> AIM OF THE EXERCISE:
Please update the material by replacing each "one marker per instance" with "one point per instance" and keeping everything else the same.

Records from a data collection
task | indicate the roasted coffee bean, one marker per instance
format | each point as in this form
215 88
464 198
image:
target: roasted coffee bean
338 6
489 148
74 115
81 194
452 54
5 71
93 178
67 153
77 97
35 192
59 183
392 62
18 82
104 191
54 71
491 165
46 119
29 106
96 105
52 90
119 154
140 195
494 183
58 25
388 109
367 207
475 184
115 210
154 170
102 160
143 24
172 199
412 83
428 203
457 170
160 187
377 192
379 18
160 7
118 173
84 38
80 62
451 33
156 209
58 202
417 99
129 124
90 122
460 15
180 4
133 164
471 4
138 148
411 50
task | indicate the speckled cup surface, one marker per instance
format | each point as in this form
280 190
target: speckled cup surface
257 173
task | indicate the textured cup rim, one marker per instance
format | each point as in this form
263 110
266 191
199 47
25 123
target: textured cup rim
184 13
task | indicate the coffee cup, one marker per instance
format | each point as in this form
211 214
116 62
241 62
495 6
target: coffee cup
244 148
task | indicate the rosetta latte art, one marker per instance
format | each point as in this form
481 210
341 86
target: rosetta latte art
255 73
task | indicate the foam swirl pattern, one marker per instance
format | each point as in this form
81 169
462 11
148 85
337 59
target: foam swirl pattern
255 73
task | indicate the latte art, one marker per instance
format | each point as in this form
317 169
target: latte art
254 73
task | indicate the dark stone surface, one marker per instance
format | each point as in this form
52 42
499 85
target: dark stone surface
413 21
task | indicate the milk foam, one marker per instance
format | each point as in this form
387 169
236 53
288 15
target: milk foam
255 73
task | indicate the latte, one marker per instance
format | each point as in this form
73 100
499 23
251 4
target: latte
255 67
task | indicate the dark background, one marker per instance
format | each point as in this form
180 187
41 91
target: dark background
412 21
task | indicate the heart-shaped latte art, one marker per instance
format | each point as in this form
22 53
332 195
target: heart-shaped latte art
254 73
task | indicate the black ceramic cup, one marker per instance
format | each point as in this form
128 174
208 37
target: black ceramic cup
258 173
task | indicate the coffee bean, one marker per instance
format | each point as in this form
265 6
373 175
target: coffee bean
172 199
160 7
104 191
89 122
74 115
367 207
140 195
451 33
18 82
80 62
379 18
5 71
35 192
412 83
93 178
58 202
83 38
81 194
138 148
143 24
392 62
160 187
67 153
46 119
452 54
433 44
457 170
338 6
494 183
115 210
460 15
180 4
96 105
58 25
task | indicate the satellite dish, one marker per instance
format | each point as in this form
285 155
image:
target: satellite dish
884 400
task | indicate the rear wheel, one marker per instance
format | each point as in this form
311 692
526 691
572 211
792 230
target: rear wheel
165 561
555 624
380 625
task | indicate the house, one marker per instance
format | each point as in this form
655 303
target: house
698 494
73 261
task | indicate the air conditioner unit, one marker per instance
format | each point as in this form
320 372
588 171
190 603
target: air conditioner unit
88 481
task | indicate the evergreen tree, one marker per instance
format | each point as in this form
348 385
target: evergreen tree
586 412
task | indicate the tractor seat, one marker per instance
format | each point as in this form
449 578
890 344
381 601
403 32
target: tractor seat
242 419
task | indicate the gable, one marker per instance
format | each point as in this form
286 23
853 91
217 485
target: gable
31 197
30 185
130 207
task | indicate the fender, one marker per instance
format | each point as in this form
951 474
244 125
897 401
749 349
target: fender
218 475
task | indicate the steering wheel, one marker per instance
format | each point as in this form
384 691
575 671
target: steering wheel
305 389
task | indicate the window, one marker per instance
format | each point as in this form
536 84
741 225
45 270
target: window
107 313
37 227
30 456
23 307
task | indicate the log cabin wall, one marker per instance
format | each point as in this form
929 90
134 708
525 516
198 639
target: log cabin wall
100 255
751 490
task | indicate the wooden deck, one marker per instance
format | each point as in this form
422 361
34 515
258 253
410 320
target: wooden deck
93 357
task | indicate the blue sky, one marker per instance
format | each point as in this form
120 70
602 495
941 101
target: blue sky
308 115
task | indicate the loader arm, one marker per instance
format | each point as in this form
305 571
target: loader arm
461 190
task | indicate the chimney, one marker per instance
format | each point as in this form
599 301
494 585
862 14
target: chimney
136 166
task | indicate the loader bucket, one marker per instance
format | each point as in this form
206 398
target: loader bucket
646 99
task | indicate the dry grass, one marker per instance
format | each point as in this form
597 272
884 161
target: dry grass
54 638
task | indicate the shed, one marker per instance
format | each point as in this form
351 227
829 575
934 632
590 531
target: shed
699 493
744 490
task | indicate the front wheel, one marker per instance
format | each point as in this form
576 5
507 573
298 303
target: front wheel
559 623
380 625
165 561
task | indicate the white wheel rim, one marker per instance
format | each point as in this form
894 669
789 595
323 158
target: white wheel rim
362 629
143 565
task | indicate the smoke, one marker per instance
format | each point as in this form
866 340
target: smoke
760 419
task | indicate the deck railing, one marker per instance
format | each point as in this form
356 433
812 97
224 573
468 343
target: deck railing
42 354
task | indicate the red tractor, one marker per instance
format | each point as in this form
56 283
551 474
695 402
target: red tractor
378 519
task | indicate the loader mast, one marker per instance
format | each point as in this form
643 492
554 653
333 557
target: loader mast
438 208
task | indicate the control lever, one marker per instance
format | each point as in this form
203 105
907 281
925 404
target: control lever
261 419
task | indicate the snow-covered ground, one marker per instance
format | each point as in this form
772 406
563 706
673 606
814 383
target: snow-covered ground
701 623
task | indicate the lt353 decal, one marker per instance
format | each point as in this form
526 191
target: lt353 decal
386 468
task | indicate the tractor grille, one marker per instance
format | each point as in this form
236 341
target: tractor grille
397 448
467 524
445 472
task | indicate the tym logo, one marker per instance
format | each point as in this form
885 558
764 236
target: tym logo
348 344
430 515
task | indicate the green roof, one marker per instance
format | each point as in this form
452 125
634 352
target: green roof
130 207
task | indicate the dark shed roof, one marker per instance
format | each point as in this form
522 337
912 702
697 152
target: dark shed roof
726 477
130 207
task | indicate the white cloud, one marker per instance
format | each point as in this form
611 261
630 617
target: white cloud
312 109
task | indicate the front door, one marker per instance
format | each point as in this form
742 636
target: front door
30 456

> FINAL ANSWER:
task | indicate the roasted coffee bean, one point per instance
format | each point as in this form
215 88
464 198
image:
target: roasted coffee bean
338 6
489 148
74 115
81 194
452 54
5 71
93 178
67 153
77 97
35 192
59 183
392 62
18 82
104 191
54 71
491 165
46 119
29 106
96 105
52 90
119 154
140 195
494 183
58 25
388 109
367 207
475 184
115 210
154 170
102 160
143 24
172 199
412 83
428 203
457 170
160 187
377 192
379 18
160 7
118 173
84 38
80 62
451 33
156 209
58 202
417 99
129 124
90 122
460 15
180 4
133 164
471 4
138 148
411 50
task | indicate the speckled cup surface, one point per instance
format | each point as in this form
280 190
target: speckled cup surface
257 173
task | indicate the textured cup rim, one point per instance
format | each point as in this form
263 110
266 191
199 47
25 123
target: textured cup rim
184 13
task | indicate the coffee cup, one point per instance
format | each point as in this form
211 214
116 62
241 62
495 6
target: coffee cup
244 148
task | indicate the rosetta latte art, one point per instance
format | each point as in this form
481 210
341 86
target: rosetta latte art
255 73
task | indicate the foam swirl pattern, one point per instance
format | each point as in this form
81 169
462 11
148 85
337 59
target: foam swirl pattern
255 73
task | indicate the latte art, one point per instance
format | each point as in this form
317 169
target: latte art
254 73
task | indicate the dark stone surface, one point per instance
format | each point as in this form
52 42
499 85
target: dark stone surface
413 21
task | indicate the milk foam, one point per instance
format | each point as in this form
387 169
236 53
288 15
target: milk foam
255 73
task | indicate the latte, one point per instance
format | each point as in this form
73 100
499 23
251 4
target: latte
255 67
task | indicate the dark background, one point per instance
format | each point as in this form
180 187
41 91
target: dark background
412 21
task | indicate the heart-shaped latte art, one point per instance
format | each point as in this form
22 53
332 195
target: heart-shaped latte art
254 73
task | indicate the black ceramic cup, one point per instance
format | each point as in this form
128 174
208 37
target: black ceramic cup
258 173
task | indicate the coffee bean, one point per instance
format | each point as in this form
265 6
373 175
target: coffee bean
172 199
160 7
104 191
89 122
74 115
367 207
140 195
451 33
18 82
80 62
379 18
5 71
35 192
412 83
93 178
58 202
83 38
81 194
138 148
143 24
392 62
160 187
67 153
46 119
452 54
433 44
457 170
338 6
494 183
115 210
460 15
180 4
96 105
58 25
task | indicate the satellite dish, one point per instance
format | each point as in this form
285 155
image:
target: satellite dish
884 400
task | indicate the rear wheel, one point per instance
format | each point as in this form
311 692
526 691
572 211
792 230
target: rear wheel
165 561
555 624
380 625
task | indicate the house, one point per instance
format | each point as in this form
655 303
target: house
698 494
73 261
task | indicate the air conditioner unit, one point per instance
format | each point as in this form
320 372
588 171
190 603
target: air conditioner unit
88 481
task | indicate the evergreen tree, one point per instance
format | each point as in this form
348 385
target: evergreen tree
586 412
task | indicate the tractor seat, one point per instance
format | each point as in this form
449 578
890 344
381 601
403 32
target: tractor seat
242 419
task | indicate the gable, one point per instance
format | each point as in this form
286 23
853 91
217 485
target: gable
31 197
30 185
130 207
task | indicate the fender, one point per instance
format | each point as in this form
951 474
244 125
897 401
749 349
target: fender
218 475
task | indicate the steering wheel, one point per instance
format | each point as in this form
384 691
575 671
target: steering wheel
305 389
task | indicate the window, one point per instance
format | each point as in this form
536 84
741 225
45 270
target: window
107 313
37 227
30 456
23 307
task | indicate the log cabin wall, one point per instance
format | each point as in this form
929 90
134 708
525 516
198 639
target: log cabin wall
100 255
751 490
task | indicate the wooden deck, one point per instance
format | each point as in this form
422 361
34 515
258 253
410 320
target: wooden deck
93 357
task | indicate the blue sky, one point per instance
format | each point as in this form
120 70
602 495
941 101
target: blue sky
308 115
task | indicate the loader arm, one point per instance
format | each point as in this form
305 571
target: loader arm
461 190
task | indicate the chimney, one point per instance
format | each point as in this form
599 301
494 585
862 14
target: chimney
136 166
task | indicate the loader bucket, one point per instance
format | each point as in this form
206 398
target: loader bucket
646 99
task | indicate the dry grass, one point per instance
format | each point as in this form
597 272
884 161
target: dry grass
54 638
task | indicate the shed, one point per instance
format | each point as in this form
351 227
829 575
934 632
590 531
target: shed
699 493
744 490
task | indicate the front wheel, one point per instance
format | each point as in this form
576 5
507 573
298 303
target: front wheel
559 623
380 625
165 561
task | indicate the white wheel rim, one point per instance
format | each point as in this form
894 669
789 595
323 158
target: white wheel rim
362 629
143 565
task | indicate the smoke, one point per instance
format | each point as in this form
866 340
target: smoke
760 419
task | indicate the deck railing, one point per instance
format | each point as in this form
356 433
812 97
224 573
468 343
target: deck railing
42 354
task | indicate the red tractor, one point per instance
format | each point as in this form
56 283
551 474
695 402
target: red tractor
378 519
task | indicate the loader mast, one point per instance
format | each point as in this form
643 492
554 653
333 557
target: loader mast
438 208
task | indicate the control lever, one point per instance
format | each point as in this form
203 105
907 281
925 404
target: control lever
261 419
task | indicate the snow-covered ground, one point per instance
format | each point as in this form
772 406
563 706
673 606
814 383
target: snow-covered ground
701 623
task | indicate the lt353 decal, one point per instance
format | each point as in this form
526 191
target: lt353 decal
386 468
task | indicate the tractor grille, one point per instance
format | each point as in this form
236 341
target: tractor grille
397 448
467 524
445 472
task | indicate the tym logo, one point per instance
format | each point as in this form
885 558
764 236
target: tym logo
348 344
430 515
task | indicate the green roof, one point per instance
format | each point as in this form
452 125
634 352
target: green roof
130 207
task | indicate the dark shed roof, one point per instance
format | each point as in this form
522 337
912 702
697 152
target: dark shed roof
726 477
130 207
task | indicate the white cloud, one point per instance
format | each point as in this form
611 261
630 617
target: white cloud
312 109
task | indicate the front door, one point per instance
format | each point as in this form
742 636
target: front door
30 456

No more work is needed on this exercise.